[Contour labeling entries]
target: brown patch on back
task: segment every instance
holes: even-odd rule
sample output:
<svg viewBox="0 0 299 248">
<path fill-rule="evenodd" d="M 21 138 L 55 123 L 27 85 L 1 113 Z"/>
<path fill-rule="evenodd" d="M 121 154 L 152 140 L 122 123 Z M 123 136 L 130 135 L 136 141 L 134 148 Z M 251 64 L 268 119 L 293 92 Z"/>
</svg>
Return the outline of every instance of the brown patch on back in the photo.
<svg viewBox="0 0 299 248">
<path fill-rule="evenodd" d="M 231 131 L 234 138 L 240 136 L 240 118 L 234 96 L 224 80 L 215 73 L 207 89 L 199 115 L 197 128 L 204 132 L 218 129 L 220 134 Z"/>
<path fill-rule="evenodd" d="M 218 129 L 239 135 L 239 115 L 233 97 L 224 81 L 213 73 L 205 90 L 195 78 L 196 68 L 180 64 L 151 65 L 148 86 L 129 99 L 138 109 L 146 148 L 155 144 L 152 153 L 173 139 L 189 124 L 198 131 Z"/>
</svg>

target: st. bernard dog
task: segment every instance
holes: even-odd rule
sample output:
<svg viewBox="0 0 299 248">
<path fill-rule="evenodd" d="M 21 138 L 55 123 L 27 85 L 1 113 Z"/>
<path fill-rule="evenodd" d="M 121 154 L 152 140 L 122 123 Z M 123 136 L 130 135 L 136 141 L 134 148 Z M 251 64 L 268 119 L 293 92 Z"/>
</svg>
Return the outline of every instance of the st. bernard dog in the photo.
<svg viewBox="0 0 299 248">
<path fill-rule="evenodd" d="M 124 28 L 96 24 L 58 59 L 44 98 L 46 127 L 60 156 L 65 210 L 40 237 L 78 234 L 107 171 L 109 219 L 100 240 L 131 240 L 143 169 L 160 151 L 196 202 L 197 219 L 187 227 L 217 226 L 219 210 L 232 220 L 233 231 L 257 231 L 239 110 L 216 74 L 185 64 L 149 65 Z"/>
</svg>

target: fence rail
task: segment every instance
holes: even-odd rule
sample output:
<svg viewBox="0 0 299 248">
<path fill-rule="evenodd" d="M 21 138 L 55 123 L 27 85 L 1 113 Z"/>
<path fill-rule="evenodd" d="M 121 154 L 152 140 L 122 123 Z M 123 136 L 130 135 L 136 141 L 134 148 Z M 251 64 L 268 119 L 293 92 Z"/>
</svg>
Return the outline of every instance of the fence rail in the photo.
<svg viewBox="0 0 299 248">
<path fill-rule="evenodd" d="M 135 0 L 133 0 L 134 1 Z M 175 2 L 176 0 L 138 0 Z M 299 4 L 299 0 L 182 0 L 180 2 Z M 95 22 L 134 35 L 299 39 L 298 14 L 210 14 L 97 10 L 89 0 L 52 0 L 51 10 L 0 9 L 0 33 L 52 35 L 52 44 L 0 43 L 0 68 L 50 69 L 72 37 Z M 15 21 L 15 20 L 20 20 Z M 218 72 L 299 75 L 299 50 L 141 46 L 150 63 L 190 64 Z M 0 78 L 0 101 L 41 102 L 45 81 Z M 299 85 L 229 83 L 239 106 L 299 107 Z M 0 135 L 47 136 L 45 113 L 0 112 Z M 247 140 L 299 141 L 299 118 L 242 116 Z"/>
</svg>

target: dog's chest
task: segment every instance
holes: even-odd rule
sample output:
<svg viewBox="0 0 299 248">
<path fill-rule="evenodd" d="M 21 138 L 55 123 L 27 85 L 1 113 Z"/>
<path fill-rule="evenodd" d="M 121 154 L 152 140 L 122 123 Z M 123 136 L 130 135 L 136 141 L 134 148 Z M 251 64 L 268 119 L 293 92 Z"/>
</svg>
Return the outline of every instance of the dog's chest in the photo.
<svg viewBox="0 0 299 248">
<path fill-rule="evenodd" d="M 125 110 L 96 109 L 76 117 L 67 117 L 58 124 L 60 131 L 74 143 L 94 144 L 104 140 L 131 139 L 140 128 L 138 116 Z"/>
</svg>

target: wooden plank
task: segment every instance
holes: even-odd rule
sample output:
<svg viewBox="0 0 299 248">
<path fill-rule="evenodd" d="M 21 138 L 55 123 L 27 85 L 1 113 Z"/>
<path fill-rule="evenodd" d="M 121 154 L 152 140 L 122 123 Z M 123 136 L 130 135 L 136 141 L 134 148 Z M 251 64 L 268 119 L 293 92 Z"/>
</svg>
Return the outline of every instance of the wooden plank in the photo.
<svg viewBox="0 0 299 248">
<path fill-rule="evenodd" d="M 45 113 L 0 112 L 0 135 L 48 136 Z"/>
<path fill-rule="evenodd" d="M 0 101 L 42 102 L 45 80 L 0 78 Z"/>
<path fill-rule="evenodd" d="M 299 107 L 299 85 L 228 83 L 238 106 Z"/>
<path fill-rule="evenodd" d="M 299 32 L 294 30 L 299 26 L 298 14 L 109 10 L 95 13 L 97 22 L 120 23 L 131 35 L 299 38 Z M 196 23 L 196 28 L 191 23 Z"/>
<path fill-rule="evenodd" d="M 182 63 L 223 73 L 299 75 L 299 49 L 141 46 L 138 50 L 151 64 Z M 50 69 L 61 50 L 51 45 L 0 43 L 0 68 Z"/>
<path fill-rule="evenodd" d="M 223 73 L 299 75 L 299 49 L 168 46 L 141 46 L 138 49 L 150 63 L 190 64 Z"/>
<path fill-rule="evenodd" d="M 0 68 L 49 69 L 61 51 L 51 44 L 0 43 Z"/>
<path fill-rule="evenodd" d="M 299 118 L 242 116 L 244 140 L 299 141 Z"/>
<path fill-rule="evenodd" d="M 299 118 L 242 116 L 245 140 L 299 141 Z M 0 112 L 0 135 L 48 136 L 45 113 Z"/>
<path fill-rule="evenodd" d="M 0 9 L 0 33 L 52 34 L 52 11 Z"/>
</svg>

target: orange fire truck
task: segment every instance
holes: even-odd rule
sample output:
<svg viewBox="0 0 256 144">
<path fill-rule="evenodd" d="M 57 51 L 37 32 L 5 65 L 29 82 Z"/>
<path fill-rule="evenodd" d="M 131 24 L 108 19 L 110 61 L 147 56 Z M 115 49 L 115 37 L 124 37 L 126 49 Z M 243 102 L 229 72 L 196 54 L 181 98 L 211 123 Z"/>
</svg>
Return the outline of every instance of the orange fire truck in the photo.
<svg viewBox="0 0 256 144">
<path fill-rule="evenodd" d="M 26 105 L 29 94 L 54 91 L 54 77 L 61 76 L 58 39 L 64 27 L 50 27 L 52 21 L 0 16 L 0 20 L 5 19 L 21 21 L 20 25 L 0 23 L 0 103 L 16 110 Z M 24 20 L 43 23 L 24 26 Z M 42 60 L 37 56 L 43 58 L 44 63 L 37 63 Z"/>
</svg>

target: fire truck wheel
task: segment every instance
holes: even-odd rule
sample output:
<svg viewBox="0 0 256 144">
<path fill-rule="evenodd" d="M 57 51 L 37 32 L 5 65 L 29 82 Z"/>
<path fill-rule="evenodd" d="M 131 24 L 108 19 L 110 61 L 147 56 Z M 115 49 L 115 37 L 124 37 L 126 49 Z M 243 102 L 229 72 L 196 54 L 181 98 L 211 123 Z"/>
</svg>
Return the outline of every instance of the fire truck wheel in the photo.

_Exercise goal_: Please set down all the data word for word.

_Written answer_:
target: brown patch on back
task: segment every instance
holes: even-odd rule
sample output:
<svg viewBox="0 0 299 248">
<path fill-rule="evenodd" d="M 21 138 L 55 123 L 27 85 L 1 113 Z"/>
<path fill-rule="evenodd" d="M 121 154 L 152 140 L 122 123 Z M 123 136 L 130 135 L 136 141 L 134 148 Z M 251 64 L 268 119 L 293 92 Z"/>
</svg>
Return the outline of every instance of the brown patch on back in the photo.
<svg viewBox="0 0 299 248">
<path fill-rule="evenodd" d="M 231 131 L 234 138 L 240 136 L 240 118 L 234 96 L 224 80 L 215 73 L 207 89 L 199 115 L 197 128 L 204 132 L 218 129 L 220 134 Z"/>
<path fill-rule="evenodd" d="M 218 129 L 239 135 L 239 115 L 233 97 L 224 81 L 213 73 L 205 90 L 195 78 L 196 68 L 180 64 L 151 65 L 148 86 L 129 99 L 138 109 L 146 148 L 155 144 L 152 153 L 173 139 L 189 124 L 198 131 Z"/>
</svg>

target: st. bernard dog
task: segment every instance
holes: even-odd rule
sample output:
<svg viewBox="0 0 299 248">
<path fill-rule="evenodd" d="M 21 138 L 55 123 L 27 85 L 1 113 Z"/>
<path fill-rule="evenodd" d="M 121 154 L 152 140 L 122 123 Z M 123 136 L 130 135 L 136 141 L 134 148 Z M 251 64 L 268 119 L 293 92 Z"/>
</svg>
Return the outline of every instance of the st. bernard dog in the photo.
<svg viewBox="0 0 299 248">
<path fill-rule="evenodd" d="M 124 28 L 96 24 L 58 59 L 44 98 L 46 127 L 60 156 L 65 210 L 40 237 L 78 234 L 107 171 L 109 219 L 100 240 L 131 240 L 143 169 L 160 151 L 196 202 L 197 219 L 187 227 L 217 226 L 219 210 L 232 220 L 233 231 L 257 231 L 239 110 L 216 74 L 185 64 L 149 65 Z"/>
</svg>

target: fence rail
task: segment every instance
holes: even-odd rule
sample output:
<svg viewBox="0 0 299 248">
<path fill-rule="evenodd" d="M 21 138 L 55 123 L 27 85 L 1 113 Z"/>
<path fill-rule="evenodd" d="M 121 154 L 152 140 L 122 123 Z M 123 136 L 130 135 L 136 141 L 134 148 Z M 251 64 L 268 119 L 293 92 Z"/>
</svg>
Return the outline of every instance of the fence rail in the photo.
<svg viewBox="0 0 299 248">
<path fill-rule="evenodd" d="M 135 0 L 133 0 L 134 1 Z M 175 2 L 176 0 L 138 0 Z M 299 4 L 299 0 L 182 0 L 180 2 Z M 95 22 L 134 35 L 299 39 L 298 14 L 210 14 L 97 10 L 89 0 L 52 0 L 51 10 L 0 9 L 0 33 L 52 35 L 52 44 L 0 43 L 0 68 L 50 69 L 72 37 Z M 15 21 L 15 20 L 20 20 Z M 218 72 L 299 75 L 299 50 L 141 46 L 150 63 L 190 64 Z M 0 78 L 0 101 L 41 102 L 45 81 Z M 299 85 L 229 83 L 239 106 L 299 107 Z M 0 135 L 47 136 L 45 113 L 0 112 Z M 247 140 L 299 141 L 299 118 L 242 116 Z"/>
</svg>

target: dog's chest
task: segment every instance
holes: even-odd rule
sample output:
<svg viewBox="0 0 299 248">
<path fill-rule="evenodd" d="M 21 138 L 55 123 L 27 85 L 1 113 Z"/>
<path fill-rule="evenodd" d="M 121 154 L 152 140 L 122 123 Z M 123 136 L 130 135 L 136 141 L 134 148 Z M 251 64 L 268 119 L 293 92 Z"/>
</svg>
Return the outline of every instance of the dog's chest in the photo.
<svg viewBox="0 0 299 248">
<path fill-rule="evenodd" d="M 125 110 L 96 109 L 76 117 L 67 117 L 58 124 L 60 131 L 74 143 L 94 144 L 104 140 L 131 139 L 140 128 L 138 116 Z"/>
</svg>

target: wooden plank
task: segment every instance
holes: even-odd rule
sample output:
<svg viewBox="0 0 299 248">
<path fill-rule="evenodd" d="M 21 138 L 55 123 L 27 85 L 1 113 Z"/>
<path fill-rule="evenodd" d="M 121 154 L 152 140 L 122 123 Z M 123 136 L 130 135 L 136 141 L 134 148 Z M 251 64 L 268 119 L 293 92 Z"/>
</svg>
Return the outline of every instance of the wooden plank in the photo.
<svg viewBox="0 0 299 248">
<path fill-rule="evenodd" d="M 45 113 L 0 112 L 0 135 L 48 136 Z"/>
<path fill-rule="evenodd" d="M 0 101 L 42 102 L 45 80 L 0 78 Z"/>
<path fill-rule="evenodd" d="M 299 107 L 299 85 L 228 83 L 238 106 Z"/>
<path fill-rule="evenodd" d="M 299 32 L 294 30 L 299 26 L 298 14 L 109 10 L 95 13 L 97 22 L 120 23 L 131 35 L 299 38 Z M 196 23 L 196 28 L 191 23 Z"/>
<path fill-rule="evenodd" d="M 182 63 L 223 73 L 299 75 L 299 49 L 141 46 L 138 50 L 151 64 Z M 50 69 L 61 50 L 51 45 L 0 43 L 0 68 Z"/>
<path fill-rule="evenodd" d="M 223 73 L 299 75 L 299 49 L 168 46 L 141 46 L 138 49 L 150 63 L 190 64 Z"/>
<path fill-rule="evenodd" d="M 0 68 L 49 69 L 61 51 L 51 44 L 0 43 Z"/>
<path fill-rule="evenodd" d="M 299 118 L 242 116 L 244 140 L 299 141 Z"/>
<path fill-rule="evenodd" d="M 299 118 L 242 116 L 245 140 L 299 141 Z M 0 112 L 0 135 L 48 136 L 45 113 Z"/>
<path fill-rule="evenodd" d="M 0 9 L 0 33 L 52 34 L 52 11 Z"/>
</svg>

target: orange fire truck
task: segment every instance
holes: even-odd rule
sample output:
<svg viewBox="0 0 256 144">
<path fill-rule="evenodd" d="M 57 51 L 37 32 L 5 65 L 29 82 Z"/>
<path fill-rule="evenodd" d="M 131 24 L 108 19 L 110 61 L 147 56 Z M 115 49 L 115 37 L 124 37 L 126 49 Z M 243 102 L 229 72 L 196 54 L 181 98 L 211 123 Z"/>
</svg>
Return the outline of every instance of the orange fire truck in the photo.
<svg viewBox="0 0 256 144">
<path fill-rule="evenodd" d="M 26 105 L 29 94 L 54 91 L 54 77 L 61 76 L 58 39 L 64 27 L 50 27 L 52 21 L 0 16 L 0 20 L 5 19 L 21 21 L 20 25 L 0 23 L 0 103 L 16 110 Z M 24 20 L 43 23 L 24 26 Z M 42 60 L 37 56 L 43 58 L 44 63 L 37 63 Z"/>
</svg>

target: fire truck wheel
task: segment every instance
holes: even-odd rule
sample output:
<svg viewBox="0 0 256 144">
<path fill-rule="evenodd" d="M 57 51 L 37 32 L 5 65 L 29 82 Z"/>
<path fill-rule="evenodd" d="M 131 24 L 108 19 L 110 61 L 147 56 Z M 115 49 L 115 37 L 124 37 L 126 49 Z M 243 102 L 229 72 L 196 54 L 181 98 L 211 123 Z"/>
</svg>
Return the outline of every instance of the fire truck wheel in the photo.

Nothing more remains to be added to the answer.